### Extracted text
──────────

As soon as any of the facts or matters which form any part of any claim or complaint whatsoever become known to the purchaser, the purchaser shall within fourteen days notify Universal Gaskets in writing of the same.

Universal Gaskets shall not be liable under any circumstances for any;

  • defects or damages caused in whole or in part by misuse, abuse, neglect, electrical or other overloads, non-suitable lubricant, improper installation repair or alteration (other than by ) or accident.
  • any transport freight charges installation removal labour or other costs;
  • defects in goods not manufactured by it but will endeavour to pass on to the purchaser the benefit of any claim made by Universal Gaskets and accepted by the manufacturer of such goods under a warranty given by the manufacturer of such goods provided that nothing contained in this subparagraph shall limit the rights of the purchaser to proceed against Universal Gaskets pursuant to the Trade Practices Act 1974.
  • technical advice or assistance given or rendered by it to the purchaser or not in connection with the manufacture construction or supply of goods for or to the purchaser provided always that Universal Gaskets has rendered such services with due care and skill and that any material supplied in connection with those services are reasonably fit for the purpose for which they are supplied.

The exemptions, limitations, terms and conditions of these terms and conditions shall apply whether or not the loss or damage is caused by negligence or actions constituting a fundamental breach of contract.

8. Returns

No goods may be returned to Universal Gaskets without prior written authorization via a return material authorization (RMA). A restocking fee of 25% of the price shall be payable by the purchaser for all returns which relate to incorrectly ordered goods or order cancellations.

9. Force Majeure

If by reason of any fact, circumstance, matter or thing beyond the reasonable control of Universal Gaskets, Universal Gaskets is unable to perform in whole or in part any obligation under this agreement, Universal Gaskets shall be relieved of that obligation under this agreement to the extent and for the period that it is so unable to perform and shall not be liable to the purchaser in respect of such inability.

10. Default

Upon the occurrence of default by the purchaser in compliance with these terms or any other agreement with Universal Gaskets;

  • Universal Gaskets may at its discretion withhold further supplies of goods or cancel this agreement, or vary the terms of this agreement without prejudice to its rights hereunder PROVIDED HOWEVER that Universal Gaskets may at any time and from time to time upon such terms as it may determine to waive any of its rights under this Clause, but without prejudice to its rights thereafter of any of the events hereinbefore referred to or upon the continuation after any such waiver of any state of affairs the subject of such waiver.
  • Without prejudice to any other right or remedy the purchaser shall indemnify Universal Gaskets against any costs’ fees charges and disbursements charged by any solicitor engaged for the purpose of the collection or recovery of moneys due and payable by the purchaser to Universal Gaskets on an indemnity basis and any fees, charges, disbursements or commissions charged by any mercantile agency or debt collecting firm provided by Universal Gaskets provides the purchases no less than  14 days notice prior to incurring any such costs.

──────────

### Material provided
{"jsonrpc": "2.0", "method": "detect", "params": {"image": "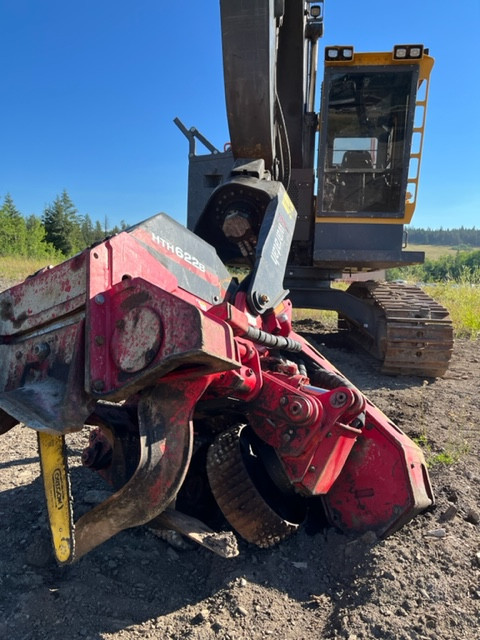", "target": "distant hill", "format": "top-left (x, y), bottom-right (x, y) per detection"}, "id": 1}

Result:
top-left (406, 227), bottom-right (480, 251)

──────────

### What is asked
1: What restocking fee does the Universal Gaskets terms and conditions excerpt charge for returns of incorrectly ordered goods or order cancellations?
2: Summarize the Universal Gaskets terms and conditions excerpt in three sentences.
3: Extend the Universal Gaskets terms and conditions past their final clause, keeping the same numbered, formal contractual style.

### The results
1: 25% of the price, payable by the purchaser.

2: The purchaser must notify Universal Gaskets in writing within fourteen days of learning of facts that form part of any claim, and Universal Gaskets is not liable for listed matters such as defects caused by misuse or improper installation, transport and labour costs, and defects in goods it did not manufacture. Goods may not be returned without a written return material authorization, and Universal Gaskets is relieved of obligations it cannot perform because of matters beyond its reasonable control. If the purchaser defaults, Universal Gaskets may withhold further supplies, cancel, or vary the agreement, and the purchaser must indemnify it for solicitor and debt collection costs.

3:
  • The purchaser shall pay to Universal Gaskets an administration fee of $50.00 on the occurrence of every event of default.

11. GST

The Purchaser must pay to Universal Gaskets any amount which is payable by Universal Gaskets in respect of any supply to the Purchaser on account of GST. Each charge or fee for a supply rendered by Universal Gaskets does not include an amount to cover the liability of Universal Gaskets for GST on any supplies made under this agreement which are taxable supplies within the meaning of the GST Act. In relation to taxable supplies made under this agreement, Universal Gaskets agrees to issue the Purchaser with a tax invoice in accordance with the GST Act or a document satisfying the minimum information requirement set out in GSTR 2000/2003 to entitle a recipient of a taxable supply to claim an input tax credit without holding a tax invoice. “GST” means GST as defined in a New Tax System (Good and Services Tax Act 1999). “Supply” means supply as defined in a New Tax System (Goods and Services Tax Act 1999).

12. Trusts

This clause applies if the Purchaser is a trustee and whether or not Universal Gaskets has notice of the Trust.
Where the Purchaser comprises two or more persons and any of those persons is a Trustee this clause applies to such Trustee.

The Purchaser agrees that even though the Purchaser enters into this Agreement as Trustee of the Trust, the Purchaser also shall be liable personally for the performance and observance of every covenant to be observed and performed by the Purchaser expressed or implied in this Agreement.

The Purchaser warrants its complete, valid and unfettered power to enter into this Agreement pursuant to the provisions of the Trust including power to obtain the credit facility from Universal Gaskets and to enter into the covenants to be observed and performed by them expressed or implied in this Agreement and warrants that its entry into this Agreement is in the due administration of the Trust.

The Purchaser covenants that the rights of indemnity which it may have against the property of the Trust have not been, and in the future will not be, excluded, modified, released, lost or diminished (whether by agreement, breach of trust or otherwise).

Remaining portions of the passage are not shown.